吉野氏はその後もワクチン批判を続けた後、マスコミ批判にシフト。これは他の街宣でも言われていることだが、「何故マスコミがワクチンの真実を報道しないか。それは株主を辿っていくとJPモルガンに辿り着くからだ。JPモルガンとは何か。ロスチャイルドである!つまりマスコミはグローバリストに支配されており、それは製薬会社や銀行も同じである。NHKをぶっ潰したところで根を潰さないと意味がない。」という旨の発言がされた。
ここで言われる「グローバリスト」とは、ロスチャイルド家に言及していることや吉野氏の他の街宣、さらに「参政党Q&Aブック」にも書かれている通り「国際ユダヤ金融資本」を指す。つまりユダヤ陰謀論を堂々と選挙の街宣で言っていることになる。参政党Q&Aブックには
とあり、単に「グローバル勢力により日本が搾取されている」という話を超えたレベルで陰謀論に傾倒していることがうかがえる。

▶ _提供情報_:
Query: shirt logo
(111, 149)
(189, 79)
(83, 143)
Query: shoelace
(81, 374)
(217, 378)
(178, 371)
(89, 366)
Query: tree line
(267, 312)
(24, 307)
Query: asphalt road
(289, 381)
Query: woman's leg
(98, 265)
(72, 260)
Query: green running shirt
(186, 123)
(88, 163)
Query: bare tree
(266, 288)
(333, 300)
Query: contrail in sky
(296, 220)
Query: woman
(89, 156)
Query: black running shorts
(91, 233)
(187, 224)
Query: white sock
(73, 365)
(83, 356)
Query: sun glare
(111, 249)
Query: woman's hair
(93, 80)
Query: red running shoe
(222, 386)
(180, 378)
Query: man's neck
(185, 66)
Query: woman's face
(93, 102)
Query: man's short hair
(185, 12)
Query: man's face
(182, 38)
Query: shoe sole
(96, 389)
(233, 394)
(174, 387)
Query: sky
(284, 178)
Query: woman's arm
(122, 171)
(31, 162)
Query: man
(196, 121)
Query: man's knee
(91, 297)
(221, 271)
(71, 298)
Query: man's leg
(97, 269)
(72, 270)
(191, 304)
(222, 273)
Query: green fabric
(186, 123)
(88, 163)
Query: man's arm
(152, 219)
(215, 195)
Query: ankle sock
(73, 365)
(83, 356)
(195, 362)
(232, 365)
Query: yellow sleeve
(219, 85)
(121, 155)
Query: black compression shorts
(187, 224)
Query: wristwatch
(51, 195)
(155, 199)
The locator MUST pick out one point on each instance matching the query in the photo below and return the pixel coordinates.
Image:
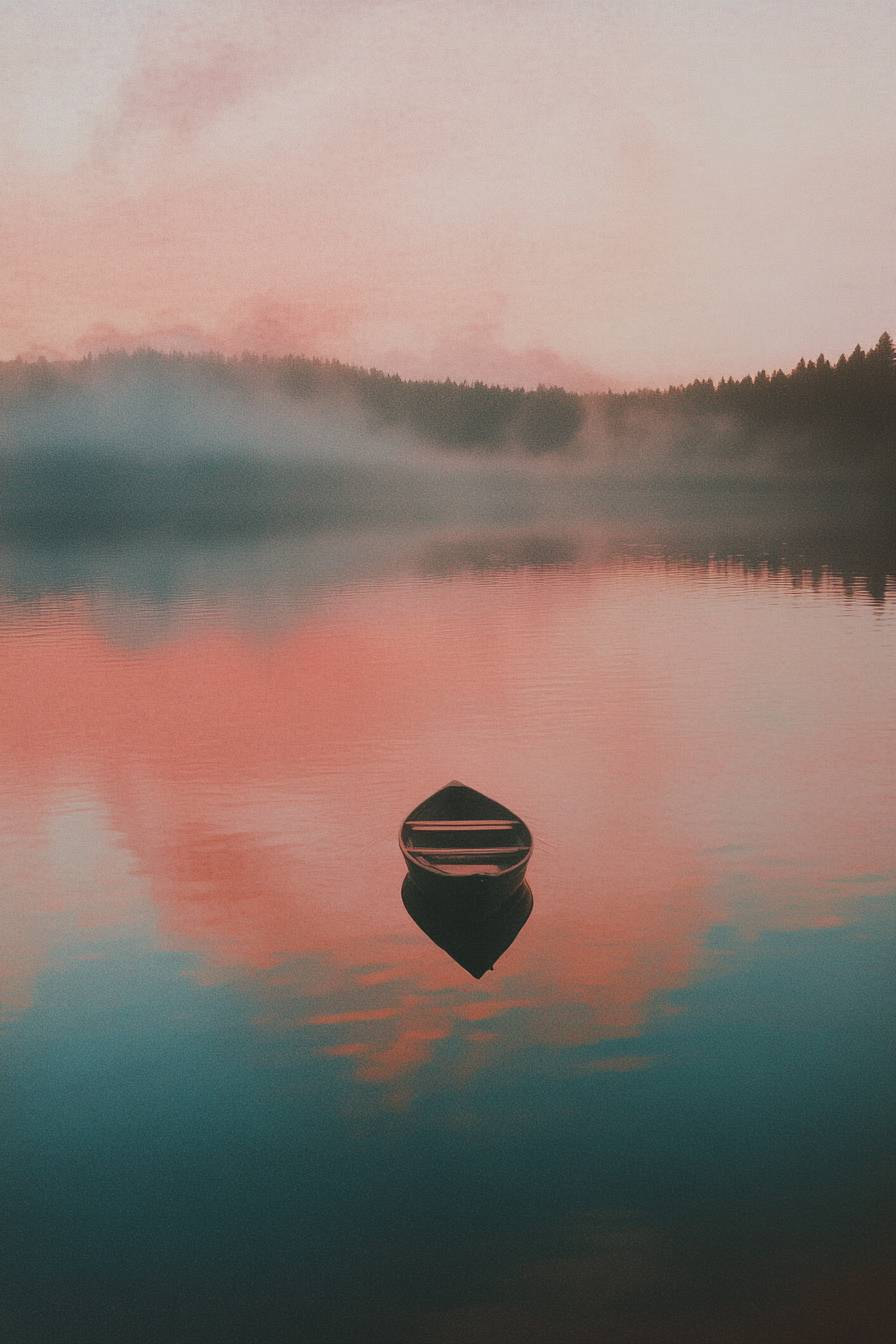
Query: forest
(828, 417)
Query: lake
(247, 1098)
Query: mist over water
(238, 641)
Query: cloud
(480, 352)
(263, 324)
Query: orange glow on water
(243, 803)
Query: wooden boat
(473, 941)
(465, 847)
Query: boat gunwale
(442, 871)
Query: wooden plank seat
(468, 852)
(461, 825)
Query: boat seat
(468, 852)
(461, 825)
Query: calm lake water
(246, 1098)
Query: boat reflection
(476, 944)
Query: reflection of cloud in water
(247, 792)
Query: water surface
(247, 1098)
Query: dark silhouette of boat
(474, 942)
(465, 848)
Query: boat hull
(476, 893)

...

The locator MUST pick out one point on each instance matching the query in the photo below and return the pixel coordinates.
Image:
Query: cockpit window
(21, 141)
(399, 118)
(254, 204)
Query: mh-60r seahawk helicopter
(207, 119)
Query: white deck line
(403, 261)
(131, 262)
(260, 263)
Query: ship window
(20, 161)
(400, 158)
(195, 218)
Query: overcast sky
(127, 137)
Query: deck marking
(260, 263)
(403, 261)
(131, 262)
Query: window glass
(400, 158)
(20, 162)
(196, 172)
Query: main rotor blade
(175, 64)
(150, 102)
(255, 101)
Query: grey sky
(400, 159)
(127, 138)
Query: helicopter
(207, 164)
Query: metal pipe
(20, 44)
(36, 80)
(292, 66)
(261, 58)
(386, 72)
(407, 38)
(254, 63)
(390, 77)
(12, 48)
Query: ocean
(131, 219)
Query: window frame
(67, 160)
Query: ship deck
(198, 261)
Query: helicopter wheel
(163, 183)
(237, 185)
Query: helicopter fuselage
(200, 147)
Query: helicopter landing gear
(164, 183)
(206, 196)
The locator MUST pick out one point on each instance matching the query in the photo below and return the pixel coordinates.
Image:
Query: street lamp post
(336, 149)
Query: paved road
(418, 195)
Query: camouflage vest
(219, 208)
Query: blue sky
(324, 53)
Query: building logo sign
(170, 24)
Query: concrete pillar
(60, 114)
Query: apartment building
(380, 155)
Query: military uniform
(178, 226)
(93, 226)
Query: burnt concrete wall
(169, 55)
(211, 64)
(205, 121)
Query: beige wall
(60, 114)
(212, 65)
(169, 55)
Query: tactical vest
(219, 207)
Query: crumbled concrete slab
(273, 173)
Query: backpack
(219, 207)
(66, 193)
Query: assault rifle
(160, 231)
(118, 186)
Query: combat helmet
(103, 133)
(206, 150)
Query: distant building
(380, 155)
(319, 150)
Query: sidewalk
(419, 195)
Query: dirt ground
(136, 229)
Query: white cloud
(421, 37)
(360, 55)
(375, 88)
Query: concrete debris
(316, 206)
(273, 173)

▶ _課題 1_: 吉野氏の街宣を扱った文書で、マスコミがワクチンの真実を報道しない理由として吉野氏は何を挙げたか。
▶ _課題 2_: 吉野氏の街宣を扱った文書を、最後の文の後から書き進めよ。

▶ _解答 1_: 株主を辿っていくとJPモルガンに辿り着くから。

▶ _解答 2_:
ちなみにここでは若干のN党批判が行われているが、N党と参政党の間では、N党の黒川氏が参政党の演説会に突撃するという事件が勃発している(ワクチン反対のはずの福岡選挙区の参政党候補(野中しんすけ氏)がワクチンを打つ仕事をしていた疑惑などを黒川氏が追及し始めたため)。
吉野氏はこの後
どこかの都知事なんて山手線を二階建てにするって言っていたんですよ!全然なっていないじゃないですか!そして二階繋がりで二階元幹事長!不動産を外国人に売るルールを整備してしまったんです!
今日は歯磨いて寝て明日は起きて選挙に行く!ババンババンバンバン!選挙行けよ!
といったくすぐりを入れながら話を進め、「あと4時間、響いた動画をLINEで1人30人に拡散」するよう訴えかけた後、「頑張るぞー!」「頑張るー!」のコールアンドレスポンスで締めた。
そしていよいよ話の主は事務局長である神谷宗幣氏に移る。
6人目:神谷宗幣
知名度は高くなかったと思うが、神谷宗幣氏は2007年に吹田市議会選に当選、その後の2012年には自民党の公認を得て衆院選に立候補したこともあり(その際は維新の候補に敗れている)、政治活動歴は長い。参政党と先日の1議席獲得は、長年の政治活動の成果なのだ。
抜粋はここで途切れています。